Start of Data in this exercise

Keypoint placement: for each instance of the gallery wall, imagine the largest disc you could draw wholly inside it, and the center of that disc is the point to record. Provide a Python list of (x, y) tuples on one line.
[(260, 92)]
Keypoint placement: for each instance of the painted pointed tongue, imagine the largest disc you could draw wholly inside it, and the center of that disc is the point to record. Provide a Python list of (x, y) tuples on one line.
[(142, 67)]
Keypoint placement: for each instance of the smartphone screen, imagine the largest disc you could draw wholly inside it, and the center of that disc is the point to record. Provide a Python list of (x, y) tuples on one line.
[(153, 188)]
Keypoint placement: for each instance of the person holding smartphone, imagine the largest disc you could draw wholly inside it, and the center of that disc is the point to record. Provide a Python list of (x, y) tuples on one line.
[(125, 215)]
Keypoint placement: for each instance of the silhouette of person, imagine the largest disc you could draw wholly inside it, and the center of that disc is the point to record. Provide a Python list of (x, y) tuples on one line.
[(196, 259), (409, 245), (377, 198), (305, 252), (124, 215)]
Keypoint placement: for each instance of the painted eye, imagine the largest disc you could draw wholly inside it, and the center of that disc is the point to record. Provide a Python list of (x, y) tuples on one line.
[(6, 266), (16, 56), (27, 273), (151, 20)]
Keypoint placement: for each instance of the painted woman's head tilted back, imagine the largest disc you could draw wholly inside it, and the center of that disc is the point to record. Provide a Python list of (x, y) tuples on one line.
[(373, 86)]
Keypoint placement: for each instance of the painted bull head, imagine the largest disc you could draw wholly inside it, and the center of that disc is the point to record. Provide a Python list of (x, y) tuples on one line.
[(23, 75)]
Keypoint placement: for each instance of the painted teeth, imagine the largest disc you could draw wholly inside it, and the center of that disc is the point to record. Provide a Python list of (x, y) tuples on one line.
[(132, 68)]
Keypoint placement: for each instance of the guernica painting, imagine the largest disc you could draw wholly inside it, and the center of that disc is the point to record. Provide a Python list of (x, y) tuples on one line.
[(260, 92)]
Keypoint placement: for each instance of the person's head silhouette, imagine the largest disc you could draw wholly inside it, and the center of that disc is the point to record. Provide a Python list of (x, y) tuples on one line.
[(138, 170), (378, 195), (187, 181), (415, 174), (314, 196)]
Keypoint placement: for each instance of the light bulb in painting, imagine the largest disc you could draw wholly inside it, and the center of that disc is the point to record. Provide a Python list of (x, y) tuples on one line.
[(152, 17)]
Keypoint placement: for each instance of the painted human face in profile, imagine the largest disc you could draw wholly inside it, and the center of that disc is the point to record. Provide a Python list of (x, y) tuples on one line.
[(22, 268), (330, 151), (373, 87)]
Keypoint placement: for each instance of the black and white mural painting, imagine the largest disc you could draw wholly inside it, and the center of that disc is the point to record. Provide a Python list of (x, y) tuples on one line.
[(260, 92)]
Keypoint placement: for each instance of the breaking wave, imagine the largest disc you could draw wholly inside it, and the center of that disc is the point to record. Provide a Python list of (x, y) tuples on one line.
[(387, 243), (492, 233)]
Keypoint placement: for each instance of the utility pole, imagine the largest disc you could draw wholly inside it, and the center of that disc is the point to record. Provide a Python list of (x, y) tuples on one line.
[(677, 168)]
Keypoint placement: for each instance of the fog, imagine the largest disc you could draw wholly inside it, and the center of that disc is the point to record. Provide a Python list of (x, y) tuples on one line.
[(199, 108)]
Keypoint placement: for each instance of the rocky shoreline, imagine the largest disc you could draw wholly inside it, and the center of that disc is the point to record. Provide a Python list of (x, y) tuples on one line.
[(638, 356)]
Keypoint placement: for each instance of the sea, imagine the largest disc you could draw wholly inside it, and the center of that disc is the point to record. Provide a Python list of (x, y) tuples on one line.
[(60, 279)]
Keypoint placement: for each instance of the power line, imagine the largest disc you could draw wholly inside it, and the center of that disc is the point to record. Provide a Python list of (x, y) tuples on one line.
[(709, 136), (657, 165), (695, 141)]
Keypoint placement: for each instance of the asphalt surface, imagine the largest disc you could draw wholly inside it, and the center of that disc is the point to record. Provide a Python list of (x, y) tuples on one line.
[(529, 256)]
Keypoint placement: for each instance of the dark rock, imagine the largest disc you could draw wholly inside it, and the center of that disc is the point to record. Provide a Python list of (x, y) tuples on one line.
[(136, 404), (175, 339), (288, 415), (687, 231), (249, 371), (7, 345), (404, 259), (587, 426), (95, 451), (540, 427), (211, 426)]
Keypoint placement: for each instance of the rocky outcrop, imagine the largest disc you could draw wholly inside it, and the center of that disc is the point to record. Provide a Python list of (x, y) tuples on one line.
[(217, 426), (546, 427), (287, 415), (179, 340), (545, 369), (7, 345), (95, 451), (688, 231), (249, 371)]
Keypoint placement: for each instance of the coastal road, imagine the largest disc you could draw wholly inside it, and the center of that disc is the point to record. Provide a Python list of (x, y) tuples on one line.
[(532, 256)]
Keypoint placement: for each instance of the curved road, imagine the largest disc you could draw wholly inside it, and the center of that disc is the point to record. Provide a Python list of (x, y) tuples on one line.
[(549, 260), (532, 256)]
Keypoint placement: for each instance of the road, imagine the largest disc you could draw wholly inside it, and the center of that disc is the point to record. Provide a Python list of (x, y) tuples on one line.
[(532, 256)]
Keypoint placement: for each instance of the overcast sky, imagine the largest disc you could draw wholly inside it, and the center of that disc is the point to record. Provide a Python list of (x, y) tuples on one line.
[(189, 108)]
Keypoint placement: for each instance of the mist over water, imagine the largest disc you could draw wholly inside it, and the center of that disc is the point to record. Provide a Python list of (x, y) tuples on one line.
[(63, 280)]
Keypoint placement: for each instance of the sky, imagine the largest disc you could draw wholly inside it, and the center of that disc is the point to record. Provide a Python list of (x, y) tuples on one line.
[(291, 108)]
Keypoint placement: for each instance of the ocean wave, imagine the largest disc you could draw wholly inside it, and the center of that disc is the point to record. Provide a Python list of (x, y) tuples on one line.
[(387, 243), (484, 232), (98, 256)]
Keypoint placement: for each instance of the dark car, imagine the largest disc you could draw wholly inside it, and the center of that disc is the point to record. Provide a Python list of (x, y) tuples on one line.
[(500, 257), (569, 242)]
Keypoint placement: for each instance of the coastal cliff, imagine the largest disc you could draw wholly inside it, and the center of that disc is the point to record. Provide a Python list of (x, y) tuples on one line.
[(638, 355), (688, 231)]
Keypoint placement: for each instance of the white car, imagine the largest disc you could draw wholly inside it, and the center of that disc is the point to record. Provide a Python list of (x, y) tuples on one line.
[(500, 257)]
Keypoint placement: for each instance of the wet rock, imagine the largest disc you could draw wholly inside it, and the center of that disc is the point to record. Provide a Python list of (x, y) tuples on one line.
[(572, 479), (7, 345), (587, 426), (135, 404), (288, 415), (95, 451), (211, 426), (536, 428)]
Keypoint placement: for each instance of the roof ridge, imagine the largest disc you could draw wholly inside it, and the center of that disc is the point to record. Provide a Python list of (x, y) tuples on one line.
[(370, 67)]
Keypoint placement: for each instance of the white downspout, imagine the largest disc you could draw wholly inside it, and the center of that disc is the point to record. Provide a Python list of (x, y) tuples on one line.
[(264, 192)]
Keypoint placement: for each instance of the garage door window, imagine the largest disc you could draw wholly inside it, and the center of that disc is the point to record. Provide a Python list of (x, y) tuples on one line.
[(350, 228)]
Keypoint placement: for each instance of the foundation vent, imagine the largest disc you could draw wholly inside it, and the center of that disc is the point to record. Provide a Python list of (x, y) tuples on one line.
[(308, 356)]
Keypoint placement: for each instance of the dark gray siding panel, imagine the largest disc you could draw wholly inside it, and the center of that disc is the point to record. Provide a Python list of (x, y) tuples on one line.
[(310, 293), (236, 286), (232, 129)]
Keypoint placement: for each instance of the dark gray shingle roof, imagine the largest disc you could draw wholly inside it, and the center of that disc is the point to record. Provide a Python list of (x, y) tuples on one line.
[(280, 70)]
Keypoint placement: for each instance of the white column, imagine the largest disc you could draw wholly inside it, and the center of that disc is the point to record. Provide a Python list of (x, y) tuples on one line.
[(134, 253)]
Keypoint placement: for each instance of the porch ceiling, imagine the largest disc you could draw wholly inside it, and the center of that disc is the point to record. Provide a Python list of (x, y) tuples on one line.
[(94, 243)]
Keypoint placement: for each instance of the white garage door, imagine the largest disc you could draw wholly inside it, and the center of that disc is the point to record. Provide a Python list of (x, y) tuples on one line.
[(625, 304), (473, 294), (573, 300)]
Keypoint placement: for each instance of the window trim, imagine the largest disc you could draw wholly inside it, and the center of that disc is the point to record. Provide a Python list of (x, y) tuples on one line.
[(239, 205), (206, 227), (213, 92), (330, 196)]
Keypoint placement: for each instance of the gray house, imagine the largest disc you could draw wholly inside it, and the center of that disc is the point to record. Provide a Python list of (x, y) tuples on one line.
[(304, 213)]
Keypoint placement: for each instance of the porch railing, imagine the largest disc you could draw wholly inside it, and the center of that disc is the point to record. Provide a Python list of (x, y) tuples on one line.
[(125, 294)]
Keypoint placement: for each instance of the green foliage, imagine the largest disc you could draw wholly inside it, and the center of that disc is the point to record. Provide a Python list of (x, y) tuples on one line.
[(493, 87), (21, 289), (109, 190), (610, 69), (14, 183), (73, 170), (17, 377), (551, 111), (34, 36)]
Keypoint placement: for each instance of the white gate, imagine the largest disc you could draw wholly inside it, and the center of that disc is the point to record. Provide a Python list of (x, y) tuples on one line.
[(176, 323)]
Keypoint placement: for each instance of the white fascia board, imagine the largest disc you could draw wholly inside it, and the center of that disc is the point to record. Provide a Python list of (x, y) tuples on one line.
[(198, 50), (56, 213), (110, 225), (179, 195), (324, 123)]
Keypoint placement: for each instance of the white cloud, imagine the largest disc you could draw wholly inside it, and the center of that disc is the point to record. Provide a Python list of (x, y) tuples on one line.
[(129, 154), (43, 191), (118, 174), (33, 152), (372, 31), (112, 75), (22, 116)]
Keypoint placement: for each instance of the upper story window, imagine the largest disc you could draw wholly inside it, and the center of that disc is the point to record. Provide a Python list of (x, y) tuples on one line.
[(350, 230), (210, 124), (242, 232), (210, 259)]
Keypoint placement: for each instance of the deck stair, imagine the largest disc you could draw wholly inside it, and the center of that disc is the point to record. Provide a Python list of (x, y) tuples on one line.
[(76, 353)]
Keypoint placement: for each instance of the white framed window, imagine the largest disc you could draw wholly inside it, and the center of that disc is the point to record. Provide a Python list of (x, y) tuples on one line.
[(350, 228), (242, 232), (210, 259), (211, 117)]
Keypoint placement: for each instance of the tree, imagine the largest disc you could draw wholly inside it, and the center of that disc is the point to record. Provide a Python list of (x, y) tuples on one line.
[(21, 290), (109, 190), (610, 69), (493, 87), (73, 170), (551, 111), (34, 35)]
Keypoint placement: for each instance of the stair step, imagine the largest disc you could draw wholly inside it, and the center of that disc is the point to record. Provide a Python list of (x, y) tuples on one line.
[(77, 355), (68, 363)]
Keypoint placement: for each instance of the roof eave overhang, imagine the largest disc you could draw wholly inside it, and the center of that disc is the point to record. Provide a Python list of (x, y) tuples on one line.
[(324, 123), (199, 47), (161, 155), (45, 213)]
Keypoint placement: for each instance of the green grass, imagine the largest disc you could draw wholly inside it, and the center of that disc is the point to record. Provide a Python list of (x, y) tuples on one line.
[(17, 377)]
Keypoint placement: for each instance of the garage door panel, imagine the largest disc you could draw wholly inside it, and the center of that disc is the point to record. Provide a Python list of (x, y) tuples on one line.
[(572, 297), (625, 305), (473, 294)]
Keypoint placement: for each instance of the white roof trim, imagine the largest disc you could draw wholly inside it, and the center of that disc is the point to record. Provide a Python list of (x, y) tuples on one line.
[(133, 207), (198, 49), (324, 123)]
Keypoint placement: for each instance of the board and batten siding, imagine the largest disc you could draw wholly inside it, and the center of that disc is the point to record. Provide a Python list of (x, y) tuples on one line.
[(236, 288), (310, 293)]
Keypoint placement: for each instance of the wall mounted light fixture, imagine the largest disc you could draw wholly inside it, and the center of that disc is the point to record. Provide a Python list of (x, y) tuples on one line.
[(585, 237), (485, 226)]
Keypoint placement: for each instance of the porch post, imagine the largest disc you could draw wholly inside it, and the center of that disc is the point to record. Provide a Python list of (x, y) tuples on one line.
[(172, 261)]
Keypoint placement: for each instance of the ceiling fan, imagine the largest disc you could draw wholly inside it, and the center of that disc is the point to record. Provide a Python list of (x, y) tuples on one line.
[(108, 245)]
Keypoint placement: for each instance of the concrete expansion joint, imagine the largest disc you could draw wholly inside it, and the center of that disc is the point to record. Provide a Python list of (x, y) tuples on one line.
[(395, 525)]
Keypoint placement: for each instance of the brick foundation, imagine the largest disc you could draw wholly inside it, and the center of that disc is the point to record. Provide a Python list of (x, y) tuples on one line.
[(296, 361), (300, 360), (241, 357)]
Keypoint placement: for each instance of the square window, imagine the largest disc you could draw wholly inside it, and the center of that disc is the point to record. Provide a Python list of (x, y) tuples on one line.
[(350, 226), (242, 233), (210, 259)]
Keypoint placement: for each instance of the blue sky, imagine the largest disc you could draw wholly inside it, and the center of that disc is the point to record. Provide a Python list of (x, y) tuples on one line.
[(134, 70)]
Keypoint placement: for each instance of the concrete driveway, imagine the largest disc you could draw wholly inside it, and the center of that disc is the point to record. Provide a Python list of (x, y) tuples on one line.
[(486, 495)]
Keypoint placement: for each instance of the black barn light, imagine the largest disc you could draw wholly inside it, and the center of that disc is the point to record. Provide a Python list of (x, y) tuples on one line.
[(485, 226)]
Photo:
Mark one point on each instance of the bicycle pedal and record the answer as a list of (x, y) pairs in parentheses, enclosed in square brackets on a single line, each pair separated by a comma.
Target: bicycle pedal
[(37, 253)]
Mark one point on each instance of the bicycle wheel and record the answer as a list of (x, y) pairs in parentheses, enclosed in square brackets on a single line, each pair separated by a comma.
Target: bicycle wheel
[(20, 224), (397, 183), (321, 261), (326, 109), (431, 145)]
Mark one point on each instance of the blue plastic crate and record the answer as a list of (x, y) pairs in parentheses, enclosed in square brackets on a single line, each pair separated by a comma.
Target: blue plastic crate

End of Data in this exercise

# [Exercise prompt]
When the entries above show the word "single" in a line, copy that line out.

# [Response below]
Mark one point on each instance of the bicycle pedal and record the answer as a list of (x, y) pairs in parentheses, enclosed in square brackets on a single line, each pair separated by a comma.
Mark one point on each instance of the bicycle wheel and record the answer as a list of (x, y) pairs in parentheses, enclosed in square brackets on a single line, each pair separated by a comma.
Mark one point on each instance of the blue plastic crate and record the answer as a list of (x, y) pairs in parentheses, enclosed in square brackets on a single line, each pair separated by a comma.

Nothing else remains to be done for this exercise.